• [Exercise aim] Reproduce the lines of the entries below without any change, beginning with the line that contains "Pass this photo to locate to point out the lamp" and continuing through the line that contains "x=272, y=84".

• [Items]
§ §
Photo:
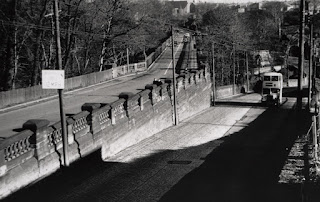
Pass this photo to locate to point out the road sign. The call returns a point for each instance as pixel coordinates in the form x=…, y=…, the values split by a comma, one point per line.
x=53, y=79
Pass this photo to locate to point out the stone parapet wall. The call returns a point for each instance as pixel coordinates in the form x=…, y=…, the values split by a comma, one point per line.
x=17, y=96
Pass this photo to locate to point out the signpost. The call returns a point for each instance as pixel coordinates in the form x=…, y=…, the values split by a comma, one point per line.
x=53, y=79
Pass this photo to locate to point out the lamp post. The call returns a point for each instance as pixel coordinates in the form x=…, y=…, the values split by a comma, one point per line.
x=301, y=56
x=174, y=80
x=60, y=91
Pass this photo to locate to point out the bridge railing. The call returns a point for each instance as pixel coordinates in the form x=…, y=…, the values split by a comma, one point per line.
x=16, y=96
x=37, y=151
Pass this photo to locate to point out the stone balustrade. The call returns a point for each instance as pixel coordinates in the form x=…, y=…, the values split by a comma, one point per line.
x=109, y=127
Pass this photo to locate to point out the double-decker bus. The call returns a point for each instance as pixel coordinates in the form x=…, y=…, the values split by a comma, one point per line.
x=272, y=84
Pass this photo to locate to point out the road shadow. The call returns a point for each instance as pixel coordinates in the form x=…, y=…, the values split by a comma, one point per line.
x=243, y=166
x=238, y=103
x=246, y=166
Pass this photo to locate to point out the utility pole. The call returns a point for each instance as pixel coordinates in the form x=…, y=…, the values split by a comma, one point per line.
x=213, y=80
x=310, y=60
x=128, y=59
x=60, y=91
x=301, y=56
x=234, y=71
x=174, y=80
x=247, y=70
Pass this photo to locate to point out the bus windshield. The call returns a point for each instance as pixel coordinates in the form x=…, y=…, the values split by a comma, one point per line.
x=266, y=78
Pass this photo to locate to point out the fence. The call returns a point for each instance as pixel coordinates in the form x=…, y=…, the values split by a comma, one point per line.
x=22, y=95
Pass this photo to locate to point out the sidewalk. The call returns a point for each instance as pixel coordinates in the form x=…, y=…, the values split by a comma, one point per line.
x=143, y=172
x=225, y=153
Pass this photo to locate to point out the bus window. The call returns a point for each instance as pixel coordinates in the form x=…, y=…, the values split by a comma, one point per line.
x=275, y=90
x=266, y=78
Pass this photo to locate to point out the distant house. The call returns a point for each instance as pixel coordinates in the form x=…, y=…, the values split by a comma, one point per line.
x=255, y=6
x=182, y=7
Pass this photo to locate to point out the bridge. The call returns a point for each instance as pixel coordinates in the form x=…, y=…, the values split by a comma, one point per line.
x=124, y=146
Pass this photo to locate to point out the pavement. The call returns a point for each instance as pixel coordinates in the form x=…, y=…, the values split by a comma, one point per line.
x=12, y=118
x=225, y=153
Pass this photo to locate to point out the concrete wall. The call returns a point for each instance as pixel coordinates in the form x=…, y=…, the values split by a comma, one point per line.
x=37, y=151
x=16, y=96
x=227, y=91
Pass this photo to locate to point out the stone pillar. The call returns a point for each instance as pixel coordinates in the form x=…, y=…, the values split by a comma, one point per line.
x=40, y=141
x=151, y=87
x=144, y=101
x=118, y=111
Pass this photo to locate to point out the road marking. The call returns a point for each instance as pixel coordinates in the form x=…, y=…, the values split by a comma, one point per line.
x=171, y=60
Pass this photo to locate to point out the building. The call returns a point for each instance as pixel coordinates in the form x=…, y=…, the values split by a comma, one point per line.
x=181, y=8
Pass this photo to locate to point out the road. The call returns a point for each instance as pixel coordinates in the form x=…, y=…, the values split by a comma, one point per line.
x=11, y=121
x=228, y=152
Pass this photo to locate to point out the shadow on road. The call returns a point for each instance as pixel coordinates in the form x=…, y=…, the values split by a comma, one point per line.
x=247, y=164
x=241, y=167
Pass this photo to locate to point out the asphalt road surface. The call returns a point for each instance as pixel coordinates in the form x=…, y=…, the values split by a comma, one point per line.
x=11, y=121
x=233, y=152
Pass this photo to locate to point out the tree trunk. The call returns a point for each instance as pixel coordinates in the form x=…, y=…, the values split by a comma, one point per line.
x=36, y=58
x=10, y=62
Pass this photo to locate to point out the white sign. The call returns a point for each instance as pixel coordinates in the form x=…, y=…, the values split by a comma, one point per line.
x=53, y=79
§ §
• [Full output]
Pass this photo to locate to point out the lamp post. The call returns a point for each instance as pixel coordinates in the form x=…, y=…, the values split by a comma, one point per line.
x=301, y=56
x=174, y=80
x=60, y=91
Pass this photo to locate to point out the bridge railing. The call returns a point for each instance as pixel coordinates in the form x=…, y=…, the values split by a comma, one point per line.
x=16, y=96
x=37, y=151
Pass this photo to locate to point out the stone balustrade. The call returns a point for each instance as pixel coordinates in the form x=…, y=…, the values split by a comma, one point per line.
x=109, y=127
Pass this photo to locate to point out the double-decker bus. The call returns a point for each instance as pixel coordinates in the form x=…, y=…, the values split by a comma, one point per line.
x=272, y=84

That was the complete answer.